• _SELECTED TEXT_:
::::::::

Maya Fishbach

NASA Einstein Fellow · CIERA · maya.fishbach@northwestern.edu

I am a gravitational-wave astronomer, currently working at CIERA, Northwestern University, and funded by the NASA Hubble Fellowship Program. I am a member of the LIGO Scientific Collaboration — see my Humans of LIGO profile! Previously, I was an NSF Graduate Research Fellow at the University of Chicago, where I completed my PhD under the supervision of Daniel Holz.


Research

How are black holes made?

How are black holes and neutron stars made, and how do they get into binaries?

LIGO and Virgo have revealed a previously-unobserved population of black holes and neutron stars that collide into one another, emitting a burst of energy in the form of gravitational-waves. Meanwhile, the origin of these systems remains an open question. Several formation scenarios have been proposed, from primordial black holes that make up a fraction of the dark matter (“primordial”), to the ends states of binary stellar evolution in the galactic field (”isolated”), to stellar remnants that form binaries through dynamical interactions in dense environments (“dynamical”), with each category consisting of many proposed variations. In my research, I study the population properties of black holes and neutron stars observed in gravitational-waves, in order to learn about the formation history of these systems.

::::::::

• _Dataset rows_:
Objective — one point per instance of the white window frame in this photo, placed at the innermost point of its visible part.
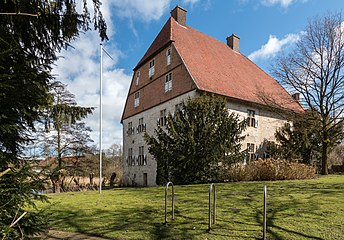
(168, 56)
(137, 79)
(251, 118)
(137, 99)
(251, 151)
(151, 70)
(168, 82)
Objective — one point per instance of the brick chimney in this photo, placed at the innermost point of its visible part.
(233, 41)
(296, 96)
(179, 14)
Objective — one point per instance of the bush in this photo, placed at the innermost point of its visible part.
(269, 170)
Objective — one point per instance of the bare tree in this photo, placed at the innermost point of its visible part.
(314, 68)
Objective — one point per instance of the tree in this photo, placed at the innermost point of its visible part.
(197, 143)
(69, 137)
(297, 140)
(32, 33)
(314, 68)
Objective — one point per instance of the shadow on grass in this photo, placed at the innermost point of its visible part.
(138, 223)
(275, 212)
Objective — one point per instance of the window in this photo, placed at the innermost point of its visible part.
(142, 159)
(162, 121)
(251, 121)
(130, 130)
(151, 68)
(168, 56)
(137, 99)
(130, 159)
(141, 127)
(137, 78)
(168, 82)
(178, 107)
(250, 151)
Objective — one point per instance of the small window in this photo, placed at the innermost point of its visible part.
(130, 130)
(137, 78)
(168, 56)
(178, 107)
(141, 127)
(151, 68)
(137, 99)
(130, 160)
(168, 82)
(250, 151)
(162, 121)
(251, 120)
(141, 158)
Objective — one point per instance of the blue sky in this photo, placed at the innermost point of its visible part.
(265, 28)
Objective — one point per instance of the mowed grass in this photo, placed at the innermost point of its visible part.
(308, 209)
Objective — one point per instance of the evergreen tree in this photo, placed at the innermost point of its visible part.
(32, 33)
(68, 136)
(198, 142)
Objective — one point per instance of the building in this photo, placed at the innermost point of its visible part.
(180, 63)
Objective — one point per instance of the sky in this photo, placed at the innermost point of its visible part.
(265, 28)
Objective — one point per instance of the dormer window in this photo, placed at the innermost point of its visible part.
(168, 56)
(137, 99)
(137, 80)
(168, 82)
(151, 68)
(251, 119)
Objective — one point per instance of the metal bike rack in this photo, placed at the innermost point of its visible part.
(166, 193)
(212, 185)
(264, 213)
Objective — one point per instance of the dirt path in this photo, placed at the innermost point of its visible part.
(55, 235)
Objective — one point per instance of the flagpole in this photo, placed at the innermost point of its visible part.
(100, 118)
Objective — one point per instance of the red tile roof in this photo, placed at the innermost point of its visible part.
(217, 68)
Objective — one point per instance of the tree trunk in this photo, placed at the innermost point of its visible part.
(324, 170)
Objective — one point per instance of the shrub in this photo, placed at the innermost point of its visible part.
(269, 170)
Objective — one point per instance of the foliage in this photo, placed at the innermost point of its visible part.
(270, 170)
(298, 209)
(314, 68)
(32, 33)
(66, 135)
(336, 157)
(297, 140)
(197, 142)
(300, 140)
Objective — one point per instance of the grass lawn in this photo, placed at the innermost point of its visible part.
(309, 209)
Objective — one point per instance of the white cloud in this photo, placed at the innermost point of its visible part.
(283, 3)
(191, 2)
(78, 67)
(141, 10)
(80, 70)
(273, 46)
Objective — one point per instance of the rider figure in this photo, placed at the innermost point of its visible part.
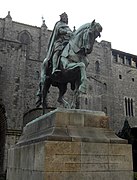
(59, 39)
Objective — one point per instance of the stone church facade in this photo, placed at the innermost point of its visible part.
(112, 81)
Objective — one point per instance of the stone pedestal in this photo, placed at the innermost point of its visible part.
(70, 145)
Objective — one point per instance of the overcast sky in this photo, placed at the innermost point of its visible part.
(117, 17)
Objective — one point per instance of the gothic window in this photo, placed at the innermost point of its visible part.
(120, 76)
(3, 125)
(37, 75)
(97, 67)
(126, 107)
(129, 107)
(105, 86)
(115, 58)
(105, 110)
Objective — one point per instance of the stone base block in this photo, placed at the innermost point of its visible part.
(73, 155)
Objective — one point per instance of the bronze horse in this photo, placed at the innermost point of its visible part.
(72, 65)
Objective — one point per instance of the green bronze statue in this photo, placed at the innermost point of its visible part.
(66, 59)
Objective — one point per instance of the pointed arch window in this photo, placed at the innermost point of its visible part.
(129, 107)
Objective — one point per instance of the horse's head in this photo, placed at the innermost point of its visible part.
(85, 36)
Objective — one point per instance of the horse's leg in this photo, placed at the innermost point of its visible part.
(45, 90)
(61, 100)
(83, 84)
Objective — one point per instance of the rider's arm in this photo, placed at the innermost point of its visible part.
(63, 31)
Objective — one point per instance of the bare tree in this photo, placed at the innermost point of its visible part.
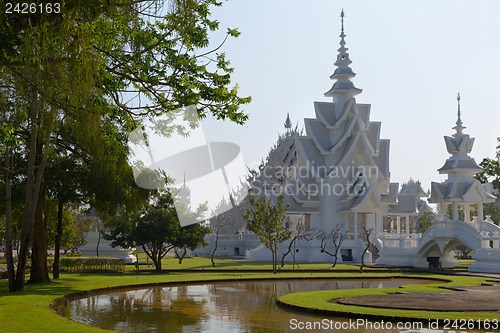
(368, 232)
(302, 231)
(336, 236)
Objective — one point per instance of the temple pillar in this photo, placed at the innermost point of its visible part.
(355, 225)
(467, 212)
(379, 223)
(455, 211)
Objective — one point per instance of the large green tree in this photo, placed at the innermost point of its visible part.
(157, 231)
(79, 68)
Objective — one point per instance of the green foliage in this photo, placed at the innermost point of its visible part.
(425, 221)
(491, 169)
(92, 264)
(267, 220)
(157, 230)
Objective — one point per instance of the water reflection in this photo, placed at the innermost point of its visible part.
(217, 307)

::::::::

• _WRITTEN PROBLEM 1_: Print the section of the gravitational-wave research profile that opens with the words containing "NASA Einstein Fellow" and closes with "black holes made?".
• _WRITTEN PROBLEM 2_: Proceed with the gravitational-wave research profile, writing on from its last sentence.

• _REPLY 1_:
NASA Einstein Fellow · CIERA · maya.fishbach@northwestern.edu

I am a gravitational-wave astronomer, currently working at CIERA, Northwestern University, and funded by the NASA Hubble Fellowship Program. I am a member of the LIGO Scientific Collaboration — see my Humans of LIGO profile! Previously, I was an NSF Graduate Research Fellow at the University of Chicago, where I completed my PhD under the supervision of Daniel Holz.


Research

How are black holes made?

• _REPLY 2_:
I have pointed out several powerful features in the distribution of spins, masses, mass ratios, and redshifts of LIGO/Virgo's observations that can be used to probe whether LIGO's black holes are made from smaller black holes, LIGO's missing big black holes and the connection to pair-instability supernovae, the redshift evolution of the merger rate, whether black holes are picky about their partners, and the existence of a mass gap between neutron stars and black holes. My research has implications for the physics of massive stars, binary interactions, and nuclear reaction rates. As we observe more and more black holes and neutron stars, we can precisely resolve features in the population and push our theoretical understanding. We analyzed the population properties of LIGO/Virgo's first 10 binary black holes in this LIGO/Virgo Collaboration paper. Recently I led the population analysis on the ~50 events in the LIGO/Virgo's second gravitational-wave transient catalog; check out our results in this paper.

Where are black holes made?

Where are binary black holes and neutron stars made, and how do these systems co-evolve with their environments?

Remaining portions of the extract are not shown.